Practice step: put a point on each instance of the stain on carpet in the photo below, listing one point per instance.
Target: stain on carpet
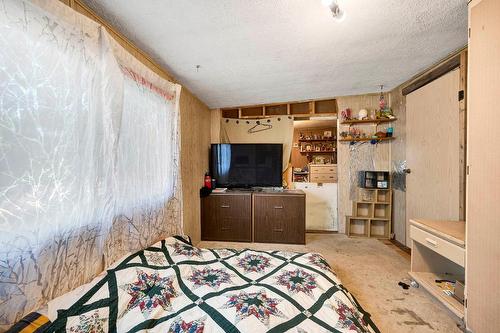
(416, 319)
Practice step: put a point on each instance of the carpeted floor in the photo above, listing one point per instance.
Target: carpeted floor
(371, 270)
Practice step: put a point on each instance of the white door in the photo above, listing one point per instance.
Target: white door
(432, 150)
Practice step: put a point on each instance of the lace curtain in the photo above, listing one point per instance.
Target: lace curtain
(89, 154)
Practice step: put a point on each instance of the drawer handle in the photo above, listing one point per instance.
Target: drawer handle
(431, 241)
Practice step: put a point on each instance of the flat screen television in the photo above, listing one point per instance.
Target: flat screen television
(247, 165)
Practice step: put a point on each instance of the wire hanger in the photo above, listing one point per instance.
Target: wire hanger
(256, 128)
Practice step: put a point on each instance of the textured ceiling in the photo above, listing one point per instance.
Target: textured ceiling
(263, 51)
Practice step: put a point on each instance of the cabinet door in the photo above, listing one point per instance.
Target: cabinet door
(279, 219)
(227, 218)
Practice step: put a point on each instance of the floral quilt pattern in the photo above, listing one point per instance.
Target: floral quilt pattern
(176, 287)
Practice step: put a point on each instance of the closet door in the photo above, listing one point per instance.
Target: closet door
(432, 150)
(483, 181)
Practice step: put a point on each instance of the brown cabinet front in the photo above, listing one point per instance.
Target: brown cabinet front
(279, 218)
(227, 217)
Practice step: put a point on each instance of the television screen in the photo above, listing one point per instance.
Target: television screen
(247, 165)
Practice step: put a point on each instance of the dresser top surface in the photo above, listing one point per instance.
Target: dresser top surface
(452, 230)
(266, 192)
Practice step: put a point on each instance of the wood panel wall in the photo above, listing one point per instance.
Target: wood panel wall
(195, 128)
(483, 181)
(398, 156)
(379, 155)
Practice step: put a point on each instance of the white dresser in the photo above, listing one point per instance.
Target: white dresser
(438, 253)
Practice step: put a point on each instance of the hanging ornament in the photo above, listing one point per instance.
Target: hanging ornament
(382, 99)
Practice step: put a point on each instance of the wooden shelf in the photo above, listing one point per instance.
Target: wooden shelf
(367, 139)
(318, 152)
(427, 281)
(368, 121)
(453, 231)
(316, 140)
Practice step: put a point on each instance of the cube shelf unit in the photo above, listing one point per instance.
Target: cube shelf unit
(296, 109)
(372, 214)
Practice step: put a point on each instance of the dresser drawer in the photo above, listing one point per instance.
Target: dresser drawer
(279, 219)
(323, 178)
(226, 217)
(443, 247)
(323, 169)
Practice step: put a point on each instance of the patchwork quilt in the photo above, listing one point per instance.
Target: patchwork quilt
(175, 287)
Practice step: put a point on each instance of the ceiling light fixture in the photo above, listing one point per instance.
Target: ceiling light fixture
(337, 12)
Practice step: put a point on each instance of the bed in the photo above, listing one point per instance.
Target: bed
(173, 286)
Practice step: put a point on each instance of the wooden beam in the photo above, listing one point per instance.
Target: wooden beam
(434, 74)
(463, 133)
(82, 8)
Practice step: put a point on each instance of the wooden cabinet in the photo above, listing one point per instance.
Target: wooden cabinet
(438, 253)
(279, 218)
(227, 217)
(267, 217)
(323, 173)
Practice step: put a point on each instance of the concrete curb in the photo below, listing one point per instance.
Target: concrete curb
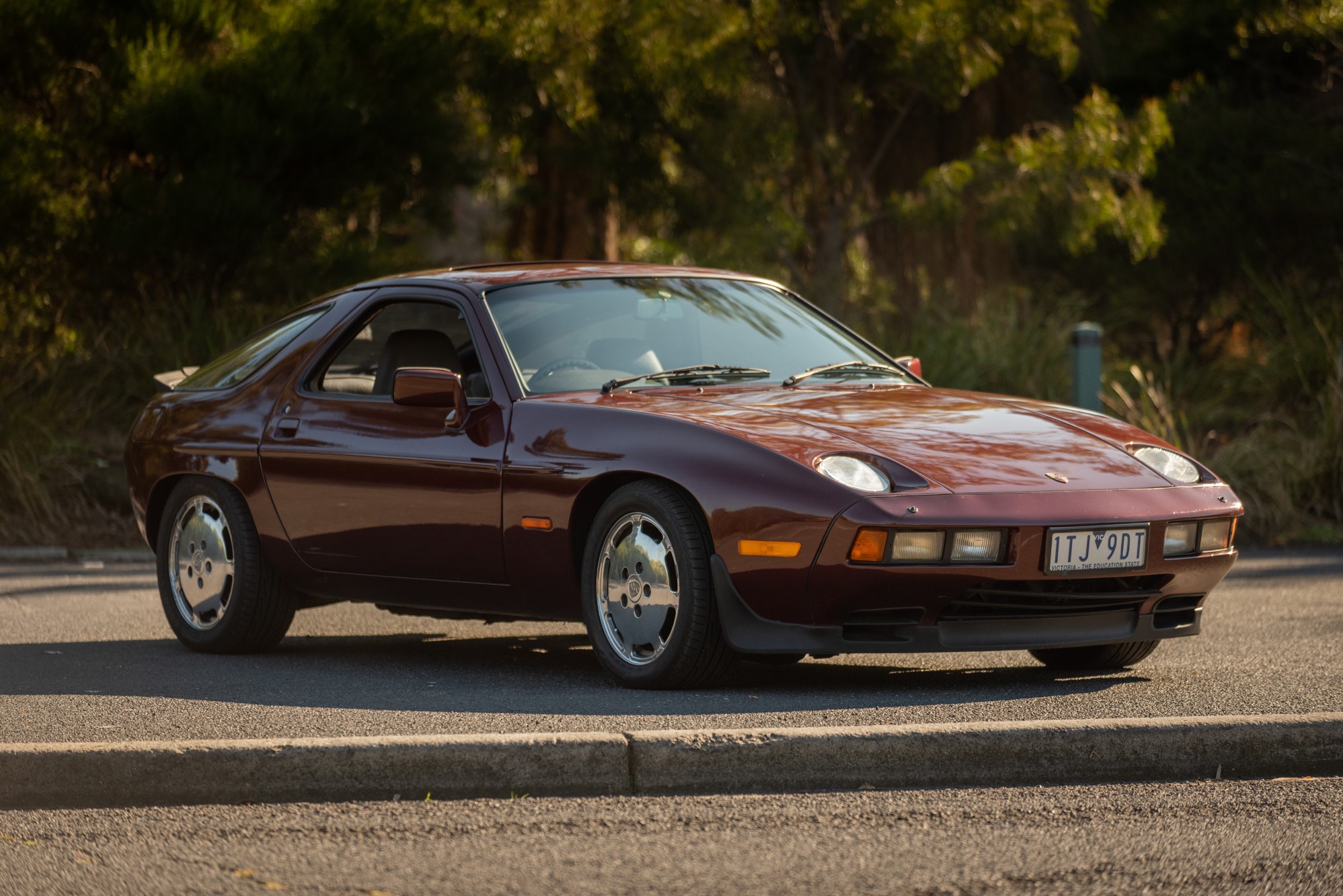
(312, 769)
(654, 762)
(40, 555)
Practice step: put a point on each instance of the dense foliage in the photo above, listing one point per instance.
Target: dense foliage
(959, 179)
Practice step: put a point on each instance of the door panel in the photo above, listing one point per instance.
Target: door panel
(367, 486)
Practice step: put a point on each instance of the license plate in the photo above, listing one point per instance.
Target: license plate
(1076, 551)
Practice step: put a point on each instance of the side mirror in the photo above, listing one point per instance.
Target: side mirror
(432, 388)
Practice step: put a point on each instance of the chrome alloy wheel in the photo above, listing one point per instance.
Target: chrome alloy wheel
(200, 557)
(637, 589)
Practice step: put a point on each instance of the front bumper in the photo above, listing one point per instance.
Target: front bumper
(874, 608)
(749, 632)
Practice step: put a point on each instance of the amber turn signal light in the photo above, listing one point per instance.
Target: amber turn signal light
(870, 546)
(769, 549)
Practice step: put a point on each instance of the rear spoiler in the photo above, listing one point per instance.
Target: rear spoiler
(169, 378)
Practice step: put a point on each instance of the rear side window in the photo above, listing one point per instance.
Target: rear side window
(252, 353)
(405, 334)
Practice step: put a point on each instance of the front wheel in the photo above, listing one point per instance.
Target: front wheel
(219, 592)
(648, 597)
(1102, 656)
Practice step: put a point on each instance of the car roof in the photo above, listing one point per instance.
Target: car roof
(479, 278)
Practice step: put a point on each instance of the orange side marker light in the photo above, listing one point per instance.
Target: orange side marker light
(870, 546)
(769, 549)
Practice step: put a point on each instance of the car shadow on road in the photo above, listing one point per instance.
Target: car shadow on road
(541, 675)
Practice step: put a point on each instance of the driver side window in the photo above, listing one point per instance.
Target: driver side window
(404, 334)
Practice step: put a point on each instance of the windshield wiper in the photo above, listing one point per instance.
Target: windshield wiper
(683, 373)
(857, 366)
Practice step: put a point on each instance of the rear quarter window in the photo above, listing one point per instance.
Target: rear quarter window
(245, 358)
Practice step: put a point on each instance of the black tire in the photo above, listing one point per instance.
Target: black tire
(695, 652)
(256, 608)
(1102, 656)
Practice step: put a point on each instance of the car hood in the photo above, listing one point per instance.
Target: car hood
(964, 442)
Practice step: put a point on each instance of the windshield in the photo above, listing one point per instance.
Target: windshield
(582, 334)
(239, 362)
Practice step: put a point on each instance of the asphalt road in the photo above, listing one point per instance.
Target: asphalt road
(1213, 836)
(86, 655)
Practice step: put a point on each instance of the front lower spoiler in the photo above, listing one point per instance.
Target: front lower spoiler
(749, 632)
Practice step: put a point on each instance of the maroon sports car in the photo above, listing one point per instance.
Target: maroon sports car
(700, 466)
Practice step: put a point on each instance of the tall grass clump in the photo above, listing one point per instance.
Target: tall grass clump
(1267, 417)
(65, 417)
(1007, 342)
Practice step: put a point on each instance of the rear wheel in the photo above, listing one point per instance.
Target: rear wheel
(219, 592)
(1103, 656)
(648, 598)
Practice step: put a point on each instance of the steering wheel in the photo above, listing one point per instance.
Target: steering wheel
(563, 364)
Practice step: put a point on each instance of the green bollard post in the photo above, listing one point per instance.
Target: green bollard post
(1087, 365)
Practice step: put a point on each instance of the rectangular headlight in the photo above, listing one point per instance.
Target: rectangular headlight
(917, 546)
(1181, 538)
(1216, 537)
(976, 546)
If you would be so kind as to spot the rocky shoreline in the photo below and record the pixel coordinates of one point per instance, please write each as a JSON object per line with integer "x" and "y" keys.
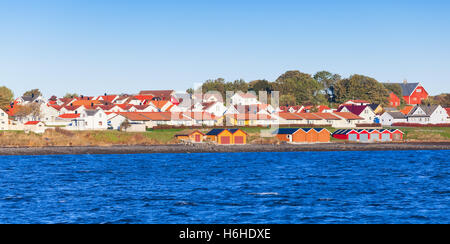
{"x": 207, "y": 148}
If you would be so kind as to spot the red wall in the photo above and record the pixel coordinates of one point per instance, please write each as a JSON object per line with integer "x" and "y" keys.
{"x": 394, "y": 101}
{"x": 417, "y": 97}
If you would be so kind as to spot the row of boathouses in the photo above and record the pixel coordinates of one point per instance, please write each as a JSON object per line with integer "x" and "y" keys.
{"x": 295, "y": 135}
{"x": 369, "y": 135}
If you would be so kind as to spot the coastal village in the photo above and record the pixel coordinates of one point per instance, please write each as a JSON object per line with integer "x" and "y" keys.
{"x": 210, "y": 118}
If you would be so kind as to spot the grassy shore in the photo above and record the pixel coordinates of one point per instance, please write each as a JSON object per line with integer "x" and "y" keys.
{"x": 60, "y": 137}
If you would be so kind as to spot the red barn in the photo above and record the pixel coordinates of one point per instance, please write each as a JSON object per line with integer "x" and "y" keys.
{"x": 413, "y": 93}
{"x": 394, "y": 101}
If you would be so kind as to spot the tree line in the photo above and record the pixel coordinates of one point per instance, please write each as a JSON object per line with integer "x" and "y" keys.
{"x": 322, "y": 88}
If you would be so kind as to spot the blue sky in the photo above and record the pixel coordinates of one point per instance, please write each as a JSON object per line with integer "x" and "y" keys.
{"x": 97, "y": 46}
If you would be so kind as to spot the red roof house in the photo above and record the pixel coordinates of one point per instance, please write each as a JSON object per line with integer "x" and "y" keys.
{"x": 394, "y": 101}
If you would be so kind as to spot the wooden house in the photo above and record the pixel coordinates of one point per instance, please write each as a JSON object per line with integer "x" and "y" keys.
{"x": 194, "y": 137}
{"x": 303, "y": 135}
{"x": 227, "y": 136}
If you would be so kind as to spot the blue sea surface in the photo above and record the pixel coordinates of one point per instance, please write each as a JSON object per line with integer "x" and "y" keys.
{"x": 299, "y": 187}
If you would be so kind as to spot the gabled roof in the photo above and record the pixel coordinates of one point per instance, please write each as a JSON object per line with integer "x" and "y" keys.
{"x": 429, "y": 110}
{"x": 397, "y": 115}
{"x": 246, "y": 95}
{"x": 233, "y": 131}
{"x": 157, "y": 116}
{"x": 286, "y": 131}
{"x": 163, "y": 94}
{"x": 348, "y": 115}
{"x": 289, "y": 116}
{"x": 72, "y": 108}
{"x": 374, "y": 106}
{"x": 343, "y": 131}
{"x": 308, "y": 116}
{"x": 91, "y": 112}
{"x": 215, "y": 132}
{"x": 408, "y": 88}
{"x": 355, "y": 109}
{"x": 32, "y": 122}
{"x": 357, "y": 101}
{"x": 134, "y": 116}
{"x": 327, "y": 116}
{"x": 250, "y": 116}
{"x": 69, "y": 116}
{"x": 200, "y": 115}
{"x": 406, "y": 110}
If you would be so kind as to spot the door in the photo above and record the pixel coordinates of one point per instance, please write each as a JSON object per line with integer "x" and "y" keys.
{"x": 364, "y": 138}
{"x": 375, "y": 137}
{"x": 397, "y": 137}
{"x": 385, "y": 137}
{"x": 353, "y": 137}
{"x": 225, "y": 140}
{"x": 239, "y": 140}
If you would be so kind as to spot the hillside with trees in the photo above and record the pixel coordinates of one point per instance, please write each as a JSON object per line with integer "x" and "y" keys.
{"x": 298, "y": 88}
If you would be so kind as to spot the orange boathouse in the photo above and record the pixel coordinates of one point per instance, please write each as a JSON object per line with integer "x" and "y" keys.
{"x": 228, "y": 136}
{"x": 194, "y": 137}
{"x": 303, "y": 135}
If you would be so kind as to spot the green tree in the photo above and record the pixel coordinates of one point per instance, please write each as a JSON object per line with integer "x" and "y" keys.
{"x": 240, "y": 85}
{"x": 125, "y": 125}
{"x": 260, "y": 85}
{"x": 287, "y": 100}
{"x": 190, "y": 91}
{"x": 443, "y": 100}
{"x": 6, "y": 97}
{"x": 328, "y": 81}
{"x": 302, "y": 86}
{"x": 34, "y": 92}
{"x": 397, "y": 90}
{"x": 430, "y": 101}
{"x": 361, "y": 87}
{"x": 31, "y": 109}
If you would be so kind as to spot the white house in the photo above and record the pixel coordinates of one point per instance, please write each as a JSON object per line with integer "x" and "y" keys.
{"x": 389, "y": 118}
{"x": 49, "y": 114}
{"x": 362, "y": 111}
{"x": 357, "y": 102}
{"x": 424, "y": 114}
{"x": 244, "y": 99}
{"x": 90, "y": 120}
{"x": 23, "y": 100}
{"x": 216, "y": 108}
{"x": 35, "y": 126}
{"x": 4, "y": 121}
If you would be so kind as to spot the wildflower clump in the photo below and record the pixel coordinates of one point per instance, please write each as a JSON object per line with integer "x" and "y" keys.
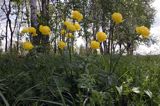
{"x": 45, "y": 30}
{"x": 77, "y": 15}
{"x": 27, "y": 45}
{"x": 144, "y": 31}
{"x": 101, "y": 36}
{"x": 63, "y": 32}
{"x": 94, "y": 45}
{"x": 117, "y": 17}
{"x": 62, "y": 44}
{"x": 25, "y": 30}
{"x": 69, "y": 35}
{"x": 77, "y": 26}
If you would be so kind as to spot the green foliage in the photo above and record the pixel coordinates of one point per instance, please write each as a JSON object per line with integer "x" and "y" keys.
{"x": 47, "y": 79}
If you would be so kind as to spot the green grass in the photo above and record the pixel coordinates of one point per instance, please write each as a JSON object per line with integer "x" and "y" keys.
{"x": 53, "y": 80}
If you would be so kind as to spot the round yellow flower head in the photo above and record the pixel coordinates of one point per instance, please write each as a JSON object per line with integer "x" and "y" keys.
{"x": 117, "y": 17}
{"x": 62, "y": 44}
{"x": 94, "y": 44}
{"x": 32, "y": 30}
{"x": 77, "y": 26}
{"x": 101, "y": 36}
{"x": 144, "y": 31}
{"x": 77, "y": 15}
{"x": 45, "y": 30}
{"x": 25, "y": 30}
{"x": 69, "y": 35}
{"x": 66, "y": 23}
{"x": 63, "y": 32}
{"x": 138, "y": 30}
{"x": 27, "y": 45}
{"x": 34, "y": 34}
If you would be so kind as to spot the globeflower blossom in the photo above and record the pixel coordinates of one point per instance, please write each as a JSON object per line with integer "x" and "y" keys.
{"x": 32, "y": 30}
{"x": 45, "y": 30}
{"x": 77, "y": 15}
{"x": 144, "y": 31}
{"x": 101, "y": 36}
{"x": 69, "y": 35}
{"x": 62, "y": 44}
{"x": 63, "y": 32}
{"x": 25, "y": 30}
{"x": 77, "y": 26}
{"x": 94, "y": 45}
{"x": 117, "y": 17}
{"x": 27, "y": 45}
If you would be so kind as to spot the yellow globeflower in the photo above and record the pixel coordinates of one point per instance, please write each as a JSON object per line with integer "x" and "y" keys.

● Work to be completed: Look in the material above for the line with "Practice step: put a point on each instance of the driver" and the line with "the windshield in", and transcribe exactly those lines and all lines between them, nothing more.

● Your response:
Practice step: put a point on each instance of the driver side window in the photo above, listing one point per instance.
Target: driver side window
(404, 334)
Practice step: put a point on each instance of the windshield wiper in the photo above, listing one point per instance.
Target: windshield wiper
(683, 373)
(857, 366)
Practice step: put a point on each instance of the rear quarter window in the photo above, listing one point per instance.
Target: rear quarter window
(245, 358)
Practice step: put a point on each instance of the black tire in the photo above, listing one point per instance.
Target: black tire
(695, 652)
(256, 608)
(1102, 656)
Practice step: put a point on each instance of the car hood in the photo above, listing one point per instance.
Target: car hood
(964, 442)
Practice step: put a point on each instance of the windshield in the photo above, listing one point per instance.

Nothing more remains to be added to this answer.